**EXERCISE DETAILS**:
Repeat every entry exactly as it appears.

**PROVIDED MATERIAL**:
Segment Open

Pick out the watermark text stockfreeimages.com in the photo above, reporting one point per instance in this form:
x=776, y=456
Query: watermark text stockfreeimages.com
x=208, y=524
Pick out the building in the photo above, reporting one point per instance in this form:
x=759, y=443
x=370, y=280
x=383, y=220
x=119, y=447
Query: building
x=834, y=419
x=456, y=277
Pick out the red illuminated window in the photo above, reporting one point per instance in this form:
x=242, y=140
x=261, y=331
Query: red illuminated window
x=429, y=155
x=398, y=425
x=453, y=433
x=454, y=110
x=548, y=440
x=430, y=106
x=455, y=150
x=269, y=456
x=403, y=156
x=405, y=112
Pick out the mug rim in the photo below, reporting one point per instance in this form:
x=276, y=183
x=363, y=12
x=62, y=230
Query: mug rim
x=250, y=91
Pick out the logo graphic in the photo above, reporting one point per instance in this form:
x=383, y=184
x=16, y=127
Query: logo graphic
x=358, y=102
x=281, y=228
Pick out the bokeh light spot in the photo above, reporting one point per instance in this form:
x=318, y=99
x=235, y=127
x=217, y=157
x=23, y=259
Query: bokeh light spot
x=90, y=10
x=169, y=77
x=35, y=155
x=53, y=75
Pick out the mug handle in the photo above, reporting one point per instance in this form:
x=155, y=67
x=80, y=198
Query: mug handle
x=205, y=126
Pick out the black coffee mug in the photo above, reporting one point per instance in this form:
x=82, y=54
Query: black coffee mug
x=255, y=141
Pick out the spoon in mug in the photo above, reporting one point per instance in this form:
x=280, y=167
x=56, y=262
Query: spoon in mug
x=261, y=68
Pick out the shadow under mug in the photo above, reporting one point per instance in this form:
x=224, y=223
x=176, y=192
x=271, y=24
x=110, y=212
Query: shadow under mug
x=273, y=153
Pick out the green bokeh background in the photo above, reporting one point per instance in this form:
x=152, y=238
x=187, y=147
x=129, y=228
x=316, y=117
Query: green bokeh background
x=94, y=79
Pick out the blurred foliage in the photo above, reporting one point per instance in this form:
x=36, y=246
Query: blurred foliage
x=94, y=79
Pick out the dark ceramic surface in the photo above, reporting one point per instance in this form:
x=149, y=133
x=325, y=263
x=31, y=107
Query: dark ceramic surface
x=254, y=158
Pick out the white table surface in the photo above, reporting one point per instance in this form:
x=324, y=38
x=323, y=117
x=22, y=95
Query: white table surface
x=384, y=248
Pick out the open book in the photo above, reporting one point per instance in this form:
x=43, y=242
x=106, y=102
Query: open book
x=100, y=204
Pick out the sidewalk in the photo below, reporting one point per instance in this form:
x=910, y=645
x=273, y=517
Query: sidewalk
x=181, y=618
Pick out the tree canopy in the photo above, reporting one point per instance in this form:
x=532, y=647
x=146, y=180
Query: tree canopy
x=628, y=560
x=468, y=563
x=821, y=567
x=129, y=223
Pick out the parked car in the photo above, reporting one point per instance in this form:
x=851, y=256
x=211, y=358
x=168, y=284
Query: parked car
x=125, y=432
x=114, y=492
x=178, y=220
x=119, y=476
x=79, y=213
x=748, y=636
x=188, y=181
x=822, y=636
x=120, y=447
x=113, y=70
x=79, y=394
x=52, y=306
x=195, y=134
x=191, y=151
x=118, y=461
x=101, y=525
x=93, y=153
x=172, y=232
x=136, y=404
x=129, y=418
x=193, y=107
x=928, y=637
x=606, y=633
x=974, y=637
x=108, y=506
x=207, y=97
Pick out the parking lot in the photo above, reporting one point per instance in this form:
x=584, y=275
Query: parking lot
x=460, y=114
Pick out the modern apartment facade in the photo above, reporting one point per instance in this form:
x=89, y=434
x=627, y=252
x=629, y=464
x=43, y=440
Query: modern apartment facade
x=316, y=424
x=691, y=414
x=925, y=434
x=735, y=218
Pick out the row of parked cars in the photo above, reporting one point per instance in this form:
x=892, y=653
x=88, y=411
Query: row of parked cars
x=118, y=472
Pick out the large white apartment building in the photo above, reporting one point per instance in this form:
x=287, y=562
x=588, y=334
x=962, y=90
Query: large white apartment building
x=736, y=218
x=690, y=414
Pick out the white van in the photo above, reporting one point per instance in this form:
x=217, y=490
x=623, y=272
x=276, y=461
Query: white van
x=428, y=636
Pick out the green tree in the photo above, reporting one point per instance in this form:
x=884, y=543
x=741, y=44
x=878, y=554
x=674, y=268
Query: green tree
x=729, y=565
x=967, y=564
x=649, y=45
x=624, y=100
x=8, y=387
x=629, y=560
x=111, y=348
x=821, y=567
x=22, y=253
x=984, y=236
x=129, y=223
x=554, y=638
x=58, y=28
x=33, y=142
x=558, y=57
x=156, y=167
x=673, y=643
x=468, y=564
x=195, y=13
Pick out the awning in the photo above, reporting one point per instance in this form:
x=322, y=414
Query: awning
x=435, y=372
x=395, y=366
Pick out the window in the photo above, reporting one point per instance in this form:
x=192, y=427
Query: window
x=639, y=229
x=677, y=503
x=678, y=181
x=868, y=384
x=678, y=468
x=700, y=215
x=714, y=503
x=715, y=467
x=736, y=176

Segment Closed

**SOLUTION TO THIS TASK**:
Pick out the watermark text stockfreeimages.com in the photo above, reporting one point per instance in this form:
x=776, y=456
Query: watermark text stockfreeimages.com
x=208, y=524
Pick out the building in the photo above, reporting one point per instance in this form:
x=759, y=443
x=370, y=280
x=383, y=220
x=119, y=447
Query: building
x=834, y=419
x=456, y=277
Pick out the red illuminated window in the photo above, reporting one point per instance in this form:
x=242, y=140
x=261, y=331
Query: red illuminated window
x=429, y=155
x=398, y=425
x=453, y=433
x=454, y=110
x=548, y=440
x=430, y=106
x=455, y=150
x=269, y=456
x=403, y=156
x=405, y=112
Pick out the mug rim in the photo below, reporting one point per instance in this form:
x=276, y=183
x=363, y=12
x=62, y=230
Query: mug rim
x=250, y=91
Pick out the logo graphic in the photo above, reporting one point per instance in this form:
x=383, y=184
x=16, y=127
Query: logo graphic
x=358, y=102
x=281, y=228
Pick out the bokeh light spot in the photo above, reporting one point per instance in this form:
x=318, y=99
x=235, y=127
x=217, y=157
x=23, y=259
Query: bokeh light spot
x=90, y=10
x=169, y=77
x=35, y=155
x=53, y=75
Pick out the mug handle in the photo above, reporting one point per instance in this form:
x=155, y=67
x=80, y=198
Query: mug handle
x=205, y=126
Pick out the black coffee mug in the photo above, reporting one point per instance in this form:
x=82, y=54
Query: black coffee mug
x=255, y=141
Pick out the spoon in mug in the photo above, reporting one point per instance in this form:
x=280, y=167
x=56, y=262
Query: spoon in mug
x=261, y=68
Pick out the shadow under mug in the photo above, reporting one point per instance in this form:
x=224, y=223
x=176, y=192
x=271, y=24
x=110, y=212
Query: shadow under mug
x=273, y=153
Pick out the green bokeh background in the photo above, reporting one point per instance in this form:
x=152, y=238
x=187, y=147
x=129, y=228
x=316, y=117
Query: green bokeh background
x=94, y=79
Pick out the blurred foliage in the photo above, reporting one point per instance in this form:
x=36, y=246
Query: blurred foliage
x=94, y=79
Pick out the dark ceramic surface in the photo above, reporting one point per instance in this form:
x=149, y=133
x=325, y=263
x=31, y=107
Query: dark ceramic surface
x=254, y=158
Pick out the white table surface in the photo above, reporting one point per instance in this form:
x=324, y=38
x=323, y=117
x=22, y=95
Query: white table surface
x=384, y=248
Pick out the open book in the photo above, reporting one point per instance in this form:
x=43, y=242
x=106, y=102
Query: open book
x=100, y=204
Pick out the sidewalk in the photo below, reporting one point per instance in this form:
x=910, y=645
x=273, y=517
Query: sidewalk
x=181, y=618
Pick out the tree canopy in the photo above, reporting one point per instance in this form:
x=532, y=647
x=146, y=180
Query: tree canopy
x=628, y=560
x=468, y=563
x=821, y=567
x=129, y=223
Pick out the parked car in the photo above, reporting one point per instance in this form:
x=851, y=256
x=211, y=358
x=168, y=284
Query: parked car
x=125, y=432
x=114, y=492
x=178, y=220
x=119, y=476
x=79, y=213
x=748, y=636
x=188, y=181
x=822, y=636
x=120, y=447
x=113, y=70
x=79, y=394
x=52, y=306
x=195, y=134
x=191, y=151
x=118, y=461
x=101, y=525
x=93, y=153
x=172, y=232
x=136, y=404
x=129, y=418
x=193, y=107
x=928, y=637
x=606, y=633
x=974, y=637
x=108, y=506
x=207, y=97
Pick out the parking lot in the photo above, reporting one point per instance in this form:
x=584, y=275
Query: parking lot
x=460, y=114
Pick out the modern apartment facade in the photo above, reporting one point per instance in this form:
x=89, y=434
x=627, y=252
x=629, y=464
x=43, y=440
Query: modern apartment facade
x=316, y=424
x=691, y=414
x=925, y=434
x=735, y=218
Pick out the row of parked cars in the photo above, reporting one point per instance in this form:
x=892, y=653
x=88, y=411
Query: row of parked cars
x=118, y=472
Pick out the large white apartment building in the photo above, reporting one point per instance in this form:
x=287, y=562
x=588, y=334
x=962, y=90
Query: large white apartment building
x=736, y=218
x=690, y=414
Pick out the white van in the photo above, reporting one point per instance in this form:
x=217, y=490
x=623, y=272
x=276, y=461
Query: white van
x=428, y=636
Pick out the green tree in the photo above, reporting one point per instance in this form:
x=884, y=543
x=741, y=44
x=878, y=554
x=674, y=268
Query: green tree
x=729, y=565
x=967, y=564
x=649, y=45
x=624, y=100
x=8, y=387
x=629, y=560
x=111, y=348
x=821, y=567
x=22, y=253
x=984, y=236
x=129, y=223
x=554, y=638
x=58, y=28
x=33, y=142
x=558, y=57
x=156, y=167
x=673, y=643
x=468, y=564
x=195, y=13
Pick out the awning in the photo above, reporting one point per instance in this form:
x=322, y=414
Query: awning
x=435, y=372
x=395, y=366
Pick out the window in the photo above, reporting one point per instance in this form:
x=192, y=427
Query: window
x=639, y=229
x=677, y=503
x=678, y=181
x=868, y=384
x=678, y=468
x=700, y=215
x=714, y=503
x=715, y=467
x=736, y=176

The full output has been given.